◆ REQUIREMENTS: Please reproduce the stretch of the listing from the line containing "Isolate black boots" through the end of the listing, both ends included, with no pictures in your answer.

-------- DATASET EXTRACT

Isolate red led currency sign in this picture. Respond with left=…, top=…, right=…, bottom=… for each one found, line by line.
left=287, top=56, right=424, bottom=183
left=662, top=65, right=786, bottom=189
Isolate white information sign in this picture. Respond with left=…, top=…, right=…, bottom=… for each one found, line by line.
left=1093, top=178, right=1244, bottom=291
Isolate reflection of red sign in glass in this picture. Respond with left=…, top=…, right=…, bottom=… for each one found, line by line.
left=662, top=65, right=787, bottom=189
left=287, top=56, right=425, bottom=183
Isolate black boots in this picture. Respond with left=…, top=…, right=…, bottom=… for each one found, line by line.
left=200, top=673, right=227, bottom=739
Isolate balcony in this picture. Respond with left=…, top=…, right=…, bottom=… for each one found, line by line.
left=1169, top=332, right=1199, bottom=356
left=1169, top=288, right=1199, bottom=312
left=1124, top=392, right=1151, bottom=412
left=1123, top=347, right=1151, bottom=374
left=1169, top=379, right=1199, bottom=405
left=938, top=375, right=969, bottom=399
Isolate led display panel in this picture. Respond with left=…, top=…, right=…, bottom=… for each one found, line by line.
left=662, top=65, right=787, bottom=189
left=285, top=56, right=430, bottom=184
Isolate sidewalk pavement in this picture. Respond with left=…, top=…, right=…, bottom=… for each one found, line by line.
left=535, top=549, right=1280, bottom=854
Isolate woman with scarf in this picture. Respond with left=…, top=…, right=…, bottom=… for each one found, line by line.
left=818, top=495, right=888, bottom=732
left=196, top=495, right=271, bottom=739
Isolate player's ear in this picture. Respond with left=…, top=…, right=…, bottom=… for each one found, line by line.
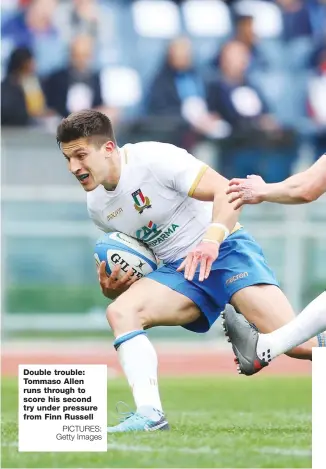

----------------

◆ RESPONSE TO THIS TASK:
Isolate black boots in this picture. Respond with left=…, top=…, right=…, bottom=… for each one found, line by line.
left=200, top=673, right=227, bottom=739
Isolate balcony in this picture. Respond with left=…, top=…, right=…, bottom=… for each one found, line by line.
left=1169, top=332, right=1199, bottom=356
left=1169, top=288, right=1199, bottom=312
left=1124, top=392, right=1151, bottom=412
left=1123, top=347, right=1151, bottom=374
left=1169, top=379, right=1199, bottom=405
left=938, top=375, right=969, bottom=399
Isolate led display panel in this picture. Respond with left=…, top=…, right=…, bottom=… for each one found, line by line.
left=662, top=65, right=787, bottom=189
left=285, top=56, right=430, bottom=184
Isolate sidewalk pavement in this picture. Respond with left=…, top=…, right=…, bottom=… for each one found, line by line.
left=535, top=549, right=1280, bottom=854
Isolate woman with scarf in this picture. Respond with left=…, top=…, right=…, bottom=… for each one found, line by line.
left=818, top=495, right=888, bottom=732
left=196, top=495, right=271, bottom=739
Isolate player's ear in this picture. Respond with left=…, top=…, right=…, bottom=… for each one found, line by line.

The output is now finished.